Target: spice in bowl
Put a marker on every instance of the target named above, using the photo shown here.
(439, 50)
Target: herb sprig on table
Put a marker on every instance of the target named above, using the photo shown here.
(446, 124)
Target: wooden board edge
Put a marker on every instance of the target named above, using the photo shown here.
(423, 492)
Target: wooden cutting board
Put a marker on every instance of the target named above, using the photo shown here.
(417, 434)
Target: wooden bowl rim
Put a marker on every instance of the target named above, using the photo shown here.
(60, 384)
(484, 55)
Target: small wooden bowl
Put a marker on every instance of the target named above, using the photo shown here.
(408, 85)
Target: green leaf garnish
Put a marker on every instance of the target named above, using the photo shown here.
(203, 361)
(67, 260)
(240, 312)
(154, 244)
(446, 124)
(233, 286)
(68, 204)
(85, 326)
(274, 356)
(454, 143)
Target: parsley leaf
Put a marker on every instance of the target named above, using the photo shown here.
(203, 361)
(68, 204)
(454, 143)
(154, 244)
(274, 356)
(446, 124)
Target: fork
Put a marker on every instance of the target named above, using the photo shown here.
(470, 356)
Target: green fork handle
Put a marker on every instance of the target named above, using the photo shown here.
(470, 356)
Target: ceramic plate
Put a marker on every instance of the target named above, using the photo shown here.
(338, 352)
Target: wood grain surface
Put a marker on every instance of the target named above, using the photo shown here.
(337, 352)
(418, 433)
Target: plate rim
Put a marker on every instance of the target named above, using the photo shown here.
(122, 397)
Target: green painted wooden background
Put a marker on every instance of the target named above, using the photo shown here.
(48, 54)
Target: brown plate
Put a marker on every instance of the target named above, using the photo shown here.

▸ EXERCISE DETAILS:
Within the entries above, find every line where the string "plate" occurs, and copy it.

▸ ANSWER SPACE:
Target: ceramic plate
Target: plate rim
Target: brown plate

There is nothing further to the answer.